• WORK ORDER
Type out all the records word for word. Any pictures are to be left out.

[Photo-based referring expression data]

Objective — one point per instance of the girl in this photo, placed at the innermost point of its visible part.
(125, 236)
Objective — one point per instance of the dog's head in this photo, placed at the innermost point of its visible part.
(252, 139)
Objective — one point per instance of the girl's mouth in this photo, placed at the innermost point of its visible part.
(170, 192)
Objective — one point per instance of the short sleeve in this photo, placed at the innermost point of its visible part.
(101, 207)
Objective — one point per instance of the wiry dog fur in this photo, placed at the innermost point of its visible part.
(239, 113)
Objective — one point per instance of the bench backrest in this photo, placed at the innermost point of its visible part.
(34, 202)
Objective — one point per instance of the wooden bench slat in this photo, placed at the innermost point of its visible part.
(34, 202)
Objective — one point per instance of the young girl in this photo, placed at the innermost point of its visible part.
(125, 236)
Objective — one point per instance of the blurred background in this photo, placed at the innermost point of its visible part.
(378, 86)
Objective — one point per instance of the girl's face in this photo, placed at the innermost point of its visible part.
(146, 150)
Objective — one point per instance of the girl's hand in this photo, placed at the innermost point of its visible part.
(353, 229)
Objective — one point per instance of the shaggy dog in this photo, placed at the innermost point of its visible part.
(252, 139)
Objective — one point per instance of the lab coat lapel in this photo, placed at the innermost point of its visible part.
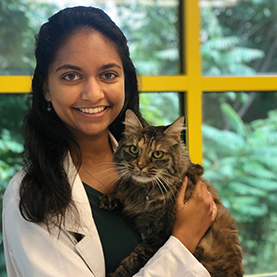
(89, 247)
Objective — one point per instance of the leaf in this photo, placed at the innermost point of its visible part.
(233, 119)
(227, 139)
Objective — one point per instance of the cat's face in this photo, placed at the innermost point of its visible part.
(147, 156)
(153, 156)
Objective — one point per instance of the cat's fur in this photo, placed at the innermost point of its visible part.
(219, 250)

• SOLUTION TO THE PROBLEM
Objective — one point per instance of the girl in this photo, placed at the innermost point of its visible part.
(125, 236)
Objective — one point per instance of the dog's head in this photo, placed at the innermost point of its visible part.
(252, 139)
Objective — one point per instance of the girl's mouth in this photo, placed at the innermost point of its visible part.
(170, 192)
Objective — one point per instance of the short sleeve in this photo, placed at the innermost point of its visible part.
(101, 207)
Objective — one point per instance of the wiry dog fur in this photo, placed at the innermost point of its visible part.
(239, 113)
Objective — one point per instance of the bench backrest in this photo, placed at the innermost point of its visible part.
(34, 202)
Objective — one point per instance of the wooden bench slat in this photo, placed at the innermost point of its visible part.
(34, 202)
Objective — one point per instance of the young girl in this photo, placed at the innermost point of its visible part.
(125, 236)
Objective — one point per instance of the blurred background in this photo, placed at the innermost point of its visible part.
(378, 86)
Objective — one point per instance of the girl's face in this photo, placed at the innermost point of its visible part.
(146, 150)
Objective — one point per instance of the girl's hand in this photo, placed at the innermost point of its visible part.
(353, 229)
Objective — one point per instance of the shaggy dog in this photo, placed at the innermost point of its visible part.
(252, 139)
Objective — one point per instance of the lab coat lapel in this photo, placed at the innermost point of its visible part.
(89, 247)
Objective — one point per instance of the leaf in this photo, placed at the innermost point of its visible part.
(233, 119)
(227, 139)
Objective — one point per instance of the cat's face in this photo, placed at the innermost point of its visible part.
(147, 156)
(153, 156)
Objective — one point per instance of the cat's fur in this photo, placed at the innermost point of its visible part.
(219, 250)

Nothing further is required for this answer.